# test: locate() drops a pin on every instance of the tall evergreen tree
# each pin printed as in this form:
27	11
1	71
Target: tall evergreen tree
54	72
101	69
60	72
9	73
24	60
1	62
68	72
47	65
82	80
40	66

- _課題の説明_:
上の項目をすべて、一字も変えずにそのまま繰り返して書け。

- _問題の解答_:
# test: locate() drops a pin on every instance of the tall evergreen tree
# each pin printed as in this form:
27	11
1	71
Target: tall evergreen tree
54	72
101	69
60	72
9	73
24	60
1	62
68	72
47	65
82	80
40	66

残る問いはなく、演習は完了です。